## Task list
**a.** From the genetic engineering article, extract the passage that begins at the words "Although some of" and stops after "of cross breeding.".
**b.** Continue the article on genetic engineering, starting after its last sentence.

Scientists will always tinker. While they mostly seek to improve the world, some scientists stray into Frankenstein category. Now that the genome has been hacked open, also sorts of possibilities pop up, from the useful to the ridiculous.
Say you often can’t find your cat when she wanders around the house at night. Problem solved. Get a glow in the dark cat.
Yes, it’s true. South Korean scientists meshed a cat’s DNA with a red fluorescent protein. Why did they want glowing kitties? Just because.
Although some of the genetic engineering works around possibility for science’s sake. Not everyone needs a glowing cat. But what about a dinosaur? Look at a modified Umbuku Lizard.
Those wings aren’t glued on. They were dormant in the lizard’s genes. A little tinkering brought them out. Scientists believe that this lizard is a descendent of the Pterodactyl, which lost its ability to fly some millions of years ago. To date only 6 of these flying Umbuku have been produced and they are kept seperate from the natural Umbuku due the risk of cross breeding.
Some genetic tinkering can produce results we can all use. Consider the fact that nearly all paper comes from wood pulp. However, you have to kill the tree to make the paper. What if you didn’t? Trees produce leaves every season. A Swiss-based company saw the possibilities. They engineered a tree whose leaves look like sheets of paper. That’s right. Just pluck a sheet and get writing. Bonus, the tree lives.

Region descriptions in natural language
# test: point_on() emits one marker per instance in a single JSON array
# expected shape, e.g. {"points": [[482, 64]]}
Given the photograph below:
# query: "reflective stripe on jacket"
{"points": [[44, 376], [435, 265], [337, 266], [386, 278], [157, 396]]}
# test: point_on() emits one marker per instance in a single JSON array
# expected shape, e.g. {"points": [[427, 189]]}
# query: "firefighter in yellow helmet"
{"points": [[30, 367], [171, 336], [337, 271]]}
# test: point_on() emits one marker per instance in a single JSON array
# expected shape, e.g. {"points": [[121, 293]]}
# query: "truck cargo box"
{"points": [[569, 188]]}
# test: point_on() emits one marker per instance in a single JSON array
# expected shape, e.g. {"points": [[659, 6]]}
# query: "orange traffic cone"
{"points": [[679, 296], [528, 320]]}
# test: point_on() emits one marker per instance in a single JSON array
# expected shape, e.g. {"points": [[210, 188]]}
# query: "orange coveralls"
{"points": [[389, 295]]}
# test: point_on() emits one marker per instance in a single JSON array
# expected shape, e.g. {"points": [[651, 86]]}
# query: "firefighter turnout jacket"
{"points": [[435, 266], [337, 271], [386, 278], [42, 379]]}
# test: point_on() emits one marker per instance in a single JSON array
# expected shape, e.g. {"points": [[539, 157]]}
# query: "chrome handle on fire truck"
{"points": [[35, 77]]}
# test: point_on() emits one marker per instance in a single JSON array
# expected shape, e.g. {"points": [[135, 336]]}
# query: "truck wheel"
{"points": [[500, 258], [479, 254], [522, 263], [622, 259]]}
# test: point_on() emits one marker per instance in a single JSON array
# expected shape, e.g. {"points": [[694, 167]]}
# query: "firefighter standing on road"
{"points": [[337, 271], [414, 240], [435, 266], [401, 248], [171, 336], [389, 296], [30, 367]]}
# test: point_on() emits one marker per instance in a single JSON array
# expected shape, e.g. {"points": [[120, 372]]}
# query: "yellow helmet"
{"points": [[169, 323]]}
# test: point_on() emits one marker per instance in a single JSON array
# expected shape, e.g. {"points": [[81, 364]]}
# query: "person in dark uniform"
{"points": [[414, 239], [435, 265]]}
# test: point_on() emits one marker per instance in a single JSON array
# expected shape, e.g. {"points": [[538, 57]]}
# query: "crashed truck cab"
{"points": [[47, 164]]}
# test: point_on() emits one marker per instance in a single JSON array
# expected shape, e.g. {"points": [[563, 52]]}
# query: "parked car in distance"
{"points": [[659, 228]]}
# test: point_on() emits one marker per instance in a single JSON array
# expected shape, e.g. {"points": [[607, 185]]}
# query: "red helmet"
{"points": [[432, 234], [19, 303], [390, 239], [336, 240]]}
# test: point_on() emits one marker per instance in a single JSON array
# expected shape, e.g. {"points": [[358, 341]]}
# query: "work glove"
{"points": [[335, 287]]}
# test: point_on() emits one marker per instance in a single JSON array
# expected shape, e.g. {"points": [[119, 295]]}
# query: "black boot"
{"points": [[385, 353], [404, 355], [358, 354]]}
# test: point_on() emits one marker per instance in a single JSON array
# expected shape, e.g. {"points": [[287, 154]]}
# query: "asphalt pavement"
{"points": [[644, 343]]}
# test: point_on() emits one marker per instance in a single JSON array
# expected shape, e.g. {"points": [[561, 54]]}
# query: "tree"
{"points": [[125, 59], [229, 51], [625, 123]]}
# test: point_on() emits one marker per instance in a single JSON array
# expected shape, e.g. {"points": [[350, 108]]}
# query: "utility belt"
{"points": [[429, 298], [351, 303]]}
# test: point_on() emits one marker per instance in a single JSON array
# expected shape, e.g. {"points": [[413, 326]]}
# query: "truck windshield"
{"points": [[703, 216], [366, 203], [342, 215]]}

## Answers to each task
**a.**
Although some of the genetic engineering works around possibility for science’s sake. Not everyone needs a glowing cat. But what about a dinosaur? Look at a modified Umbuku Lizard.
Those wings aren’t glued on. They were dormant in the lizard’s genes. A little tinkering brought them out. Scientists believe that this lizard is a descendent of the Pterodactyl, which lost its ability to fly some millions of years ago. To date only 6 of these flying Umbuku have been produced and they are kept seperate from the natural Umbuku due the risk of cross breeding.

**b.**
Up to this point, scientists have combined like items (plant with plant or animal with animal). Here comes the fern spider.
This is one of the first animal/plant hybrids. The Italian Wolf spider (Lycosa tarantula) was crossed with a ponga fern (Cyathea dealbata) to test the survival rates of creatures with camouflage.
Finally, this tinkering can be simply for the purpose of beauty.
The Japanese company, Suntory, managed to create a blue rose called “Applause.” Blue roses don’t exist in nature. Many horticulturalists strive for this coveted goal. The company mixed rose genes (Old Garden ‘Cardinal de Richelieu’) with a delphinidin-producing gene from a pansy.